Text
Structure of Human Cu, Zn Superoxide Dismutase-1 Inclusion Body Aggregates using Quenched Hydrogen-Deuterium Amide Exchange

Abstract

Inclusion bodies (IBs) are insoluble protein aggregates that can be formed within recombinant bacteria. These aggregates, once thought to be an obstacle in recombinant protein expression and purification, have recently gained attention to their potential applications in biotechnology and medicine. However, despite their attractive qualities, there have been little investigations into their high-resolution structure. Presented is the method quenched hydrogen-deuterium amide exchange (qHDX), a method in which solvent-exposed amide protons of IB aggregates are exchanged with deuterium, lyophilized, then dissolved in DMSO and observed by two-dimension nuclear magnetic resonance (NMR). This method allows one to probe the map the solvent-exposed and solvent-protected backbone amides of the aggregated protein. qHDX was optimized on IBs of Cu, Zn superoxide dismutase-1 (SOD1), a homodimeric metalloenzyme that is associated with the development of neurodegenerative diseases, including amyotrophic lateral sclerosis (ALS). The IB structure of SOD1 was probed using various mutants across three different expression conditions. Remarkably, the mutants all adopt similar, extensive native-like structure with some amyloid features, despite large differences in protein stabilities and mutation types. These results hold true across all measured expression conditions. These findings are of broad significance for understanding cellular protein aggregation. The structural characteristics of SOD1 IBs and effects of mutations may be valuable for advancing rational design of IBs. qHDX is a powerful tool that has potential to pave the way for advancements in the field of protein engineering as an effective method to measure the high-resolution structure of in vivo protein aggregates.

Requirement A
Answer these questions from the abstract:
(i) After deuterium exchange and lyophilization, in what solvent are the aggregates dissolved?
(ii) What kind of protein is SOD1 described as?
(iii) Across how many expression conditions was the SOD1 inclusion body structure probed?
Requirement B
List every abbreviation that the abstract defines, each with its full form.

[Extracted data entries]

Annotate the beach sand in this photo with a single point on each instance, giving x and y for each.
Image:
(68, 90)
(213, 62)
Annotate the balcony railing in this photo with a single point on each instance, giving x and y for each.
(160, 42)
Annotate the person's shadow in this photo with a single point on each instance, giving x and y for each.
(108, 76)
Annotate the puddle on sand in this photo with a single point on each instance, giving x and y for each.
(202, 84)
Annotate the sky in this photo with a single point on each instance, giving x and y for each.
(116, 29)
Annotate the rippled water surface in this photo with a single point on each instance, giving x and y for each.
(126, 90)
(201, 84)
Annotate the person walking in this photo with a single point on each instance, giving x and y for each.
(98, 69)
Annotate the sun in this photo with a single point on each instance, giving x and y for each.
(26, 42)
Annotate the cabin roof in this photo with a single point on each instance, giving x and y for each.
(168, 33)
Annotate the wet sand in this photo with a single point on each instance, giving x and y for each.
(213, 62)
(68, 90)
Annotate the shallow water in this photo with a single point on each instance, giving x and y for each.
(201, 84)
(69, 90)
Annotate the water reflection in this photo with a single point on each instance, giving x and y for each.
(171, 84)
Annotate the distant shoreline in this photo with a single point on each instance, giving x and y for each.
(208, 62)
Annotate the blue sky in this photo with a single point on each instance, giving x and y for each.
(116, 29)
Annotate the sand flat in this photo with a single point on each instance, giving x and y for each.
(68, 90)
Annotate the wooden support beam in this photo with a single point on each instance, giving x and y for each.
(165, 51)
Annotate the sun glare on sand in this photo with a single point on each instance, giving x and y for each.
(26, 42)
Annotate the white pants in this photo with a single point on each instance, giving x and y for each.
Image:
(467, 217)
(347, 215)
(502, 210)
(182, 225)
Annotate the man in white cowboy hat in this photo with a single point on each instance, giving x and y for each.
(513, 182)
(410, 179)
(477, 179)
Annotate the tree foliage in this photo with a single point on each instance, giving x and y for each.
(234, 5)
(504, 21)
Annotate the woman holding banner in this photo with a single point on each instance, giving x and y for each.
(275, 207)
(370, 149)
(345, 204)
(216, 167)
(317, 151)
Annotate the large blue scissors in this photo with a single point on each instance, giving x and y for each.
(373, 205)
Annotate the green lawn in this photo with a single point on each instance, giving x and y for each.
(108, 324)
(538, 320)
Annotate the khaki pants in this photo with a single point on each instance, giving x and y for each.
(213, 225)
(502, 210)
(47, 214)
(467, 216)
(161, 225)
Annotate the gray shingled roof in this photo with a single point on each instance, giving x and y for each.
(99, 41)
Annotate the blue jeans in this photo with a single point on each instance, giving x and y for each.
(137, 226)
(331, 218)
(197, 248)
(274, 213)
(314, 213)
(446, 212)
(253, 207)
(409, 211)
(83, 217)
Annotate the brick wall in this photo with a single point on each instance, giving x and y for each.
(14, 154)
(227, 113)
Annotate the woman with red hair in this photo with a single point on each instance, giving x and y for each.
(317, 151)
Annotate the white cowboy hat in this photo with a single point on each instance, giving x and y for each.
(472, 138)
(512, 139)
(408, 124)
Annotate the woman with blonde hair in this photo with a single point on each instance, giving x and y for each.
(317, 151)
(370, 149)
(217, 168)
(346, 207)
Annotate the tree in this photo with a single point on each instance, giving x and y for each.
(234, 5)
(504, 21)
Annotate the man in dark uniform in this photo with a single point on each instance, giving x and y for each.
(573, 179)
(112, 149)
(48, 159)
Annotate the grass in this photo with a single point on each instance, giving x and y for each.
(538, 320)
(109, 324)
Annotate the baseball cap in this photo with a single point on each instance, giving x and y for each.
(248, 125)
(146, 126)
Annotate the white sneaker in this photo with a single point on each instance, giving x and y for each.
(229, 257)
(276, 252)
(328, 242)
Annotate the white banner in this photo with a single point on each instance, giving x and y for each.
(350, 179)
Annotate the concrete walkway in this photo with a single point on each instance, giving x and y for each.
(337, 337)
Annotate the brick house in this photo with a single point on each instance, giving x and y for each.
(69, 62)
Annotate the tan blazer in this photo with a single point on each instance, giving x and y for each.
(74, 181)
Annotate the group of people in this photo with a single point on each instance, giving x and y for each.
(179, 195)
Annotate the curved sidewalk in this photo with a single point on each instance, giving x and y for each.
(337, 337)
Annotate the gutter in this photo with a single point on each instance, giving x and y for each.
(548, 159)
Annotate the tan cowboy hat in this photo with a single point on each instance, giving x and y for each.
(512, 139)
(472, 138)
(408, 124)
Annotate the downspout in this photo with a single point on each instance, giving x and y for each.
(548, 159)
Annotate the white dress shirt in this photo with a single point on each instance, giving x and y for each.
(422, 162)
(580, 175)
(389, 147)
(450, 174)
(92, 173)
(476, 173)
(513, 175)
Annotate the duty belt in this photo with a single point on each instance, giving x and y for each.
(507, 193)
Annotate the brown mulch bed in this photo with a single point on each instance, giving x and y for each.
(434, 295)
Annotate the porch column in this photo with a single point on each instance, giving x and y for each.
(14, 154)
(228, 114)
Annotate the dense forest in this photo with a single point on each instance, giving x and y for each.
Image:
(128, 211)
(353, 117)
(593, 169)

Problem solution A
(i) DMSO
(ii) A homodimeric metalloenzyme
(iii) Three

Problem solution B
IBs: inclusion bodies
qHDX: quenched hydrogen-deuterium amide exchange
NMR: nuclear magnetic resonance
SOD1: Cu, Zn superoxide dismutase-1
ALS: amyotrophic lateral sclerosis